This material is also available in a PDF format: Cultural diversity: Suggestions for families [334KB]

Parenting across cultures has particular challenges. Sometimes children and their parents or carers have different ideas about how to balance the values and expectations of two cultures. When children have a sense of belonging to both cultures it supports positive mental health and wellbeing. The following suggestions may assist you and your children to achieve a positive sense of belonging in both cultures.

Celebrate your own culture

Developing a positive sense of cultural identity supports children’s self-esteem and their sense of belonging. By telling stories and sharing customs you can help children to connect with their cultural heritage. It is important to talk to children in ways that are appropriate for their age and interest. Knowing and taking pride in their own heritage can help children feel comfortable and secure with their identity.

Build social networks

Friendships and social networks are important both for children and for families, helping them to feel part of the community. Making connections with local people is important for feeling welcomed and building a sense of belonging in Australian society. Your connections may be with your own cultural group or you may prefer to build your connections with another cultural group. Your child’s school can be a great meeting point for parents and carers where long-term friendships develop.

Get to know your child’s school

Becoming involved in your child’s school is a great way for families to feel connected to their community. There are often opportunities to participate in school events which may help you to get to know your child’s school and the school community. Forming relationships with school staff can also help you to feel like you belong. For instance, having a good relationship with your child’s teachers will allow you to ask questions about your child’s progress, and share your cultural background with them. When families and teaching staff develop relationships, they are more likely to understand each other’s perspectives, talk through concerns and support children together.

┄┄┄┄┄┄┄┄┄┄┄┄┄┄┄┄┄┄┄┄

§ **Task list**
1 > Write out the part of the cultural diversity page from "Friendships and social" to "long-term friendships develop." word for word.
2 > Keep writing the cultural diversity page from its last sentence onward.

┄┄┄┄┄┄┄┄┄┄┄┄┄┄┄┄┄┄┄┄

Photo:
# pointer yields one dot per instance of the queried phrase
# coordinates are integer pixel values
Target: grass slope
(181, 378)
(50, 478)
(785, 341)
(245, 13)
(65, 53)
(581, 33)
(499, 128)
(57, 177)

┄┄┄┄┄┄┄┄┄┄┄┄┄┄┄┄┄┄┄┄

§ **Answers for the exercise**
1 >
Friendships and social networks are important both for children and for families, helping them to feel part of the community. Making connections with local people is important for feeling welcomed and building a sense of belonging in Australian society. Your connections may be with your own cultural group or you may prefer to build your connections with another cultural group. Your child’s school can be a great meeting point for parents and carers where long-term friendships develop.

2 >
Learn about parenting in Australia

Some parenting practices may be quite different in different cultures. Finding out about parenting practices and expectations in Australia, including things like legal requirements of parents and supports available, can help you work out the best ways to manage problems that may arise. Many families from culturally diverse backgrounds find that blending the best parenting ideas and practices from both cultures is very helpful. 

Be flexible

Children can feel confused when the values and behaviours expected at home seem to be different from what happens with their friends. It is helpful to be flexible when deciding on rules and expectations so you can take into account any diffi culties your children may be facing. Listening to your children and talking openly about the concerns they may have regarding different expectations for school and home means that solutions can be found through understanding and compromise. 

Be patient

Adjusting to a new life after migration has lots of challenges for both families and children. Establishing a secure and caring home environment helps to provide children with a sense of stability. Finding people who understand you and can support you as you settle in is really important. It is also often very important to access the help that is available through government agencies, community organisations and English language programs. 

Seek support

Getting help in your own language can be especially important at times of stress or when dealing with complex issues. Many community organisations around Australia provide specific support and advice from a cultural perspective. Some organisations offer regular meetings or short courses to help with parenting or other family issues.